Am 02.07.2014 02:20, schrieb Zbigniew Jędrzejewski-Szmek:
> this is in some sense a continuation of the subject of xz compression
> for coredumps.
> 
> I've been benchmarking systemd-journal-remote + nc upload speed on
> some fake data in which the MESSAGE fields are a few kb, big enough to
> trigger xz compression in the journal. This is probably not a normal
> stream, but not a completely impossible one. The result is of sending
> 708 MB of logs is:
> - without compression, 713 MB of journal files, 23 s,
> - with compression, 361 MB of journal, 19 min 29 s!
> 
> So the 23 seconds are not particularly impressive, I think there are
> some unnecessary reallocs and copies there which can be eliminated
> improved by implementing a sliding window. I tried to minimize the
> memory usage, but it seems to be hurting performance. But the 19.5
> minutes is rather bad, and I think it is attributable to compression
> of a gazillion relatively small blobs.
> 
> This could also explain why journald sometimes performes so badly.
> A different compressor?

────────────────────

Brief a: Write out every line of the stored records listing word for word, leaving out the pictures.

Stored records:

────────────────────

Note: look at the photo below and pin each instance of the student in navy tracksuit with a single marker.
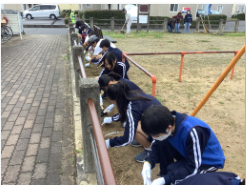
(216, 178)
(111, 64)
(131, 106)
(178, 136)
(111, 78)
(187, 22)
(105, 45)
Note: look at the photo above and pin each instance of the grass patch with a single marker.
(214, 48)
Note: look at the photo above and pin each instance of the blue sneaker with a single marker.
(135, 144)
(142, 156)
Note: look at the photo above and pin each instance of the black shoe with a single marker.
(104, 95)
(142, 156)
(135, 144)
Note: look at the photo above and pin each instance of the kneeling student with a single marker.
(131, 106)
(178, 136)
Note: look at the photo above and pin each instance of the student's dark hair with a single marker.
(121, 93)
(156, 119)
(91, 33)
(84, 26)
(105, 43)
(106, 78)
(110, 57)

────────────────────

Brief b: Turn the email's paragraph that begins "I've been benchmarking" into a short list that keeps its main facts.

Full answer a:
Note: look at the photo below and pin each instance of the student in navy tracksuit with a single marker.
(216, 178)
(111, 64)
(131, 106)
(178, 136)
(111, 78)
(187, 22)
(105, 45)
Note: look at the photo above and pin each instance of the grass patch with a single marker.
(214, 48)
Note: look at the photo above and pin each instance of the blue sneaker with a single marker.
(135, 144)
(142, 156)
Note: look at the photo above and pin each instance of the black shoe with a single marker.
(104, 95)
(142, 156)
(135, 144)
Note: look at the photo above and pin each instance of the kneeling student with a single marker.
(131, 106)
(178, 136)
Note: look at the photo above and pin each instance of the student's dark hair with a single marker.
(121, 93)
(156, 119)
(91, 33)
(84, 26)
(105, 43)
(106, 78)
(110, 57)

Full answer b:
- Benchmark: upload speed of systemd-journal-remote + nc
- Test data: fake logs with MESSAGE fields of a few kb, big enough to trigger xz compression in the journal
- Data stream: probably not normal, but not completely impossible
- Amount sent: 708 MB of logs
- Without compression: 713 MB of journal files, 23 s
- With compression: 361 MB of journal, 19 min 29 s